(Natural language region descriptions)
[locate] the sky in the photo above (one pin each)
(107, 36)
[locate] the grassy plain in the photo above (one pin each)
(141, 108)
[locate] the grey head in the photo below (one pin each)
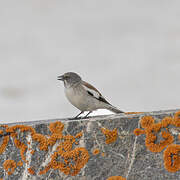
(70, 79)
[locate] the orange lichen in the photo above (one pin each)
(172, 158)
(151, 139)
(20, 163)
(133, 112)
(167, 121)
(31, 171)
(116, 178)
(4, 144)
(152, 129)
(176, 120)
(9, 166)
(103, 154)
(111, 136)
(32, 152)
(96, 151)
(45, 170)
(147, 121)
(22, 148)
(73, 159)
(138, 131)
(43, 145)
(56, 127)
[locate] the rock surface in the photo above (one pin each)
(95, 148)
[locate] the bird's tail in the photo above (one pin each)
(114, 109)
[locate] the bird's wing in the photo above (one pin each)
(92, 91)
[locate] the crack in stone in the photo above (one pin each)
(133, 155)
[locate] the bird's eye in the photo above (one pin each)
(66, 77)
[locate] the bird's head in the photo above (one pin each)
(70, 79)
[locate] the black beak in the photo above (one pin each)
(61, 78)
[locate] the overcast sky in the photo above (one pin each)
(129, 50)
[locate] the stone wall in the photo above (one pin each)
(129, 146)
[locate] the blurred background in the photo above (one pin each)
(129, 50)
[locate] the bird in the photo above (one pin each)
(83, 95)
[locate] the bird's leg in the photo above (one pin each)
(79, 114)
(87, 114)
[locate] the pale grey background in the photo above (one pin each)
(128, 49)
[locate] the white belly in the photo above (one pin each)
(76, 99)
(80, 100)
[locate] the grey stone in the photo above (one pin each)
(127, 156)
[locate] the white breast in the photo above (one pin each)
(76, 98)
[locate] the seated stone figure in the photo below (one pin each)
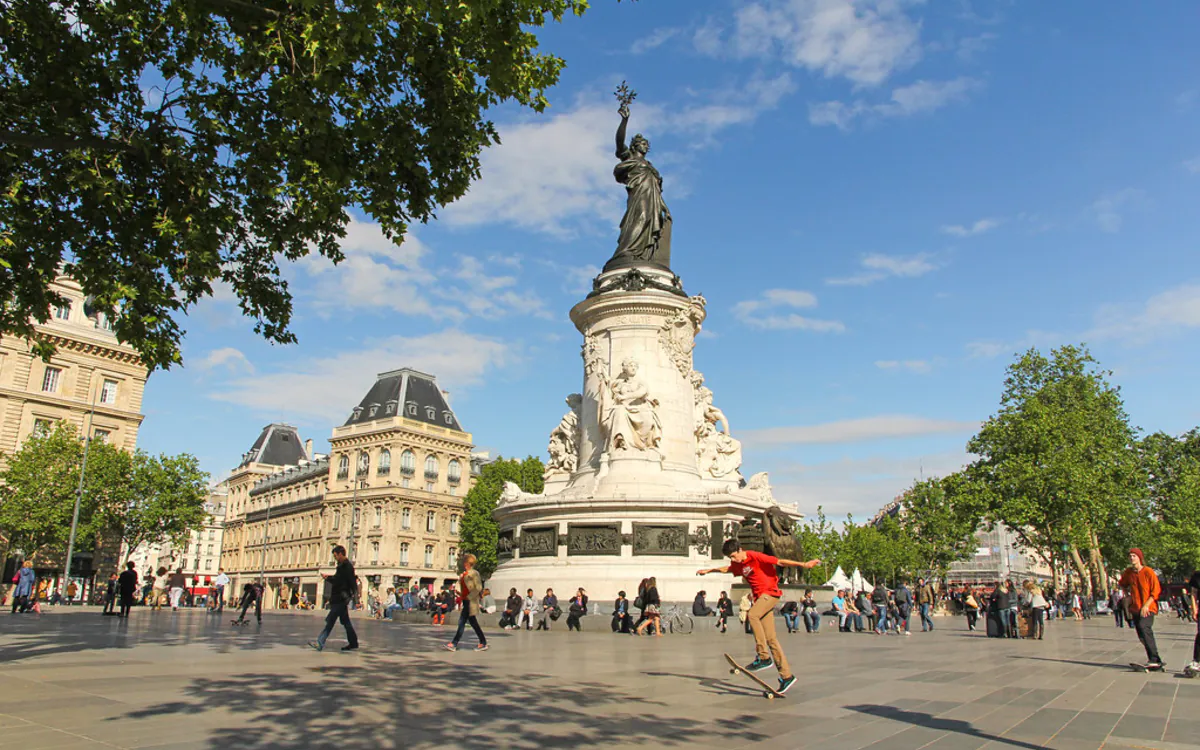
(630, 421)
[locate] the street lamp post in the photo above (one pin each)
(75, 517)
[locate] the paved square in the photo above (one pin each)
(187, 679)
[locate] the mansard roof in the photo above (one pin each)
(409, 394)
(276, 445)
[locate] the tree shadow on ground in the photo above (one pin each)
(934, 723)
(367, 702)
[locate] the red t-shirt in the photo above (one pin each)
(759, 571)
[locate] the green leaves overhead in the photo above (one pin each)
(160, 148)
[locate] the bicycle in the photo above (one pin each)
(677, 621)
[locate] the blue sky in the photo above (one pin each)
(881, 201)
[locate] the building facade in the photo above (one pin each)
(93, 382)
(390, 491)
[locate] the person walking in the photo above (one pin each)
(127, 588)
(621, 613)
(220, 585)
(549, 605)
(111, 595)
(178, 582)
(343, 591)
(760, 571)
(925, 599)
(471, 587)
(1141, 587)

■ **Task requirements**
Repeat the data exactly. Pictures should not appear.

■ **Solved exercise**
[locate] the sky in the photo above (one pin each)
(107, 36)
[locate] the grassy plain in the photo above (one pin each)
(141, 108)
[locate] the grey head in the photo below (one pin each)
(70, 79)
[locate] the orange lichen in the photo above (one pin each)
(172, 158)
(151, 139)
(20, 163)
(133, 112)
(167, 121)
(31, 171)
(116, 178)
(4, 144)
(152, 129)
(176, 120)
(9, 166)
(103, 154)
(111, 136)
(32, 152)
(96, 151)
(45, 170)
(147, 121)
(22, 148)
(73, 159)
(138, 131)
(43, 145)
(56, 127)
[locate] the rock surface in the photo above (one pin each)
(95, 148)
[locate] the bird's tail in the photo above (one pin each)
(114, 109)
[locate] the bird's wing in the photo above (one pin each)
(92, 91)
[locate] the crack in stone in the photo above (one pin each)
(133, 155)
[locate] the bird's eye in the photo above (one pin each)
(66, 77)
[locate] the bird's head in the photo above (one pin each)
(70, 79)
[locate] the black beak in the photo above (one pin each)
(61, 78)
[locate] the overcast sky in the photo above (one pin each)
(129, 50)
[locate] the stone wall in the photo above (one pin each)
(129, 146)
[locate] the blurred background in the photo above (one pin each)
(129, 50)
[locate] the bird in the photo above (one pin each)
(83, 95)
[locate] the bird's leg in the photo above (one pin each)
(79, 114)
(87, 114)
[locate] the pale grey background in the photo above (one pin each)
(128, 49)
[locate] the white belly in the photo above (one pin each)
(76, 99)
(80, 100)
[locate] the grey stone in the photo above (one pin each)
(127, 156)
[locate] the white breast in the photo above (one pin each)
(76, 98)
[locate] the seated stone figure in the photo below (one pin each)
(630, 421)
[locate] the street lamp post in the photo above (one pin each)
(75, 517)
[locate] the paved square in the photo above (one pin each)
(187, 679)
[locate] the mansard roof in the photo above (one pin each)
(409, 394)
(276, 445)
[locate] the tree shadow on ground in the photo above (one pin each)
(934, 723)
(367, 702)
[locate] the red t-shirt in the photo above (one pin each)
(759, 571)
[locate] the green leaves overhead in the photo above (one pin each)
(160, 148)
[locate] the bicycle in the photo above (one pin each)
(677, 621)
[locate] the blue sky in the photo above (one pin each)
(881, 201)
[locate] the building facade in the photo above (one pin each)
(93, 382)
(390, 491)
[locate] the person walking in the photo above (one pin each)
(127, 588)
(621, 613)
(220, 585)
(549, 605)
(111, 595)
(178, 582)
(343, 591)
(760, 571)
(925, 599)
(471, 587)
(1141, 587)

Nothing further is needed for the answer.